DATASET EXCERPTS:
□ □ □ □

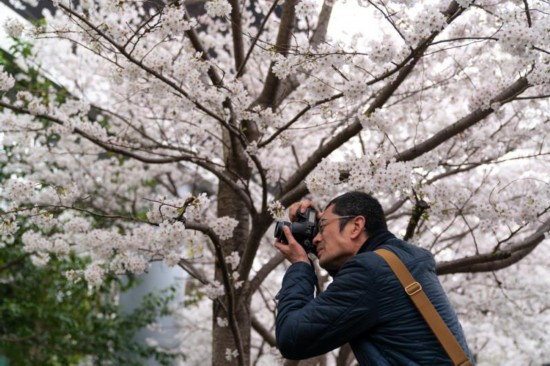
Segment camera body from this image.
[275,207,319,255]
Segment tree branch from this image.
[396,77,530,161]
[252,0,298,107]
[436,219,550,275]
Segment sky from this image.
[0,0,376,49]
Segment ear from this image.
[350,216,367,239]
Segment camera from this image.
[275,207,319,255]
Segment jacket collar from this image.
[357,230,395,254]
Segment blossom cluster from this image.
[211,216,239,240]
[204,0,231,17]
[0,65,15,91]
[295,0,318,19]
[204,280,225,300]
[4,18,25,38]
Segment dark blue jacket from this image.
[276,231,473,366]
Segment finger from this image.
[283,226,298,244]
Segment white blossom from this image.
[211,216,239,240]
[204,281,225,300]
[225,251,241,270]
[84,262,105,286]
[0,66,15,91]
[225,348,239,362]
[4,18,25,38]
[204,0,231,17]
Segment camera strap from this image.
[374,249,472,366]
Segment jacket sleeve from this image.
[276,257,378,360]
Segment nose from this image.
[313,232,321,246]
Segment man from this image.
[275,192,473,365]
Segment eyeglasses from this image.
[317,215,357,234]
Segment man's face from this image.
[313,205,358,270]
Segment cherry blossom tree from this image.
[0,0,550,365]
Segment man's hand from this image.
[275,226,309,264]
[288,201,320,222]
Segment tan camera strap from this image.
[374,249,472,366]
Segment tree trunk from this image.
[212,127,251,366]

□ □ □ □

TASK TO COMPLETE: Turn the records above into a two-column CSV with the header label_text,boxes and one row for each "Segment ... from this image." line, putting that line in label_text and every bounding box listed under it in boxes, with each field in double quotes and line breaks replaced by spaces. Leave the pictures out.

RESPONSE:
label_text,boxes
"Segment camera body from this image.","[275,207,319,255]"
"Segment tree branch from this image.","[396,77,530,161] [252,0,298,107] [436,219,550,275]"
"Segment sky from this image.","[0,0,376,49]"
"Segment ear from this image.","[350,216,367,239]"
"Segment camera from this image.","[275,207,319,255]"
"Segment jacket collar from this image.","[357,230,395,254]"
"Segment blossom cluster from this image.","[211,216,239,240] [204,0,231,17] [0,65,15,91] [295,0,318,19] [204,280,225,300] [4,18,25,38]"
"Segment dark blue jacket from this image.","[276,231,473,366]"
"Segment finger from this image.","[283,226,298,244]"
"Segment white blossom from this image.","[211,216,239,240] [204,281,225,300] [225,251,241,270] [84,262,105,286] [0,66,15,91] [225,348,239,362] [4,18,25,38] [204,0,231,17]"
"Segment camera strap from this image.","[374,249,472,366]"
"Segment jacket sleeve from this image.","[276,257,378,360]"
"Segment nose from this image.","[313,232,321,246]"
"Segment man from this image.","[275,192,473,365]"
"Segment eyeglasses from this image.","[317,215,357,234]"
"Segment man's face from this image.","[313,205,358,270]"
"Segment cherry blossom tree from this image.","[0,0,550,365]"
"Segment man's hand from this image.","[275,226,309,264] [288,201,320,222]"
"Segment tan camera strap from this image.","[374,249,472,366]"
"Segment tree trunk from this image.","[212,127,251,366]"